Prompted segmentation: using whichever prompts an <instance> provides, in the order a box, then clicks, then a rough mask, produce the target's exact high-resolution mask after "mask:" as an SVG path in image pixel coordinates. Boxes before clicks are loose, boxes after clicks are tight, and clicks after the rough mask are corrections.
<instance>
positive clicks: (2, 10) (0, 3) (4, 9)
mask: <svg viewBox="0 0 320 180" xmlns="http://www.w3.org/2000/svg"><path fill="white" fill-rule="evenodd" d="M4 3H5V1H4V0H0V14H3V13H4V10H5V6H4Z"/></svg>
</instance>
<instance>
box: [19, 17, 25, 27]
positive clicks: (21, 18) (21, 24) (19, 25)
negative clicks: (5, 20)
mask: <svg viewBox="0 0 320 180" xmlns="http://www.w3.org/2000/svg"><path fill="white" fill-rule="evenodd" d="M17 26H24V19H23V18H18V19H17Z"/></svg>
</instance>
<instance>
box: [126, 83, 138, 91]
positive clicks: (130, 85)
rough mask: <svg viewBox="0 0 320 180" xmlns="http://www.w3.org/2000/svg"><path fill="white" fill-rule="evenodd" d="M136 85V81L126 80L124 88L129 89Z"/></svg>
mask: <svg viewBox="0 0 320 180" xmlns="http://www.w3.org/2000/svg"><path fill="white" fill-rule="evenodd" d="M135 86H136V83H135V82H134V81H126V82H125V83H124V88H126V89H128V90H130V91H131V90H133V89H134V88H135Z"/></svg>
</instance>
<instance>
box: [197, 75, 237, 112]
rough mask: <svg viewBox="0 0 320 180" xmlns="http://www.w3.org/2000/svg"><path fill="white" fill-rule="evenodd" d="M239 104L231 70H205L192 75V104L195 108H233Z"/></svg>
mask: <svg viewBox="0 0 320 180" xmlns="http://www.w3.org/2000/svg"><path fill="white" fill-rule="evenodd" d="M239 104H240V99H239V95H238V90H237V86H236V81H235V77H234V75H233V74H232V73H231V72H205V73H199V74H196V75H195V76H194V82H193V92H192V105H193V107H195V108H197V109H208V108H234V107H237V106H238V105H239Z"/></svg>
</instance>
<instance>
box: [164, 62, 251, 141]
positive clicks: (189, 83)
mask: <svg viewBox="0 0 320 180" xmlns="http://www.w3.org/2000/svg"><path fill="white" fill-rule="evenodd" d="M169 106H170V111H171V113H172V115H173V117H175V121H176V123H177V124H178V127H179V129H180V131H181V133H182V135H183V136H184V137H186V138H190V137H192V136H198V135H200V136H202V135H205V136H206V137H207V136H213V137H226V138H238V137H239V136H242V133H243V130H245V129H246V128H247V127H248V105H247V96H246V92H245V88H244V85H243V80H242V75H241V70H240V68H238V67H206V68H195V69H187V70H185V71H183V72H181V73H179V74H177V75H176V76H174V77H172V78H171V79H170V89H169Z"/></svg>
============
Exercise instructions — Only the lines above starting with the one with "positive clicks: (2, 10) (0, 3) (4, 9)" and going through the one with "positive clicks: (130, 85)" are to be copied, word for word and with both ends kept.

Solution —
positive clicks: (2, 10) (0, 3) (4, 9)
mask: <svg viewBox="0 0 320 180" xmlns="http://www.w3.org/2000/svg"><path fill="white" fill-rule="evenodd" d="M4 3H5V1H4V0H0V14H3V13H4V10H5V6H4Z"/></svg>
</instance>
<instance>
box: [19, 17, 25, 27]
positive clicks: (21, 18) (21, 24) (19, 25)
negative clicks: (5, 20)
mask: <svg viewBox="0 0 320 180" xmlns="http://www.w3.org/2000/svg"><path fill="white" fill-rule="evenodd" d="M17 26H24V19H23V18H18V19H17Z"/></svg>
</instance>
<instance>
box: [126, 83, 138, 91]
positive clicks: (130, 85)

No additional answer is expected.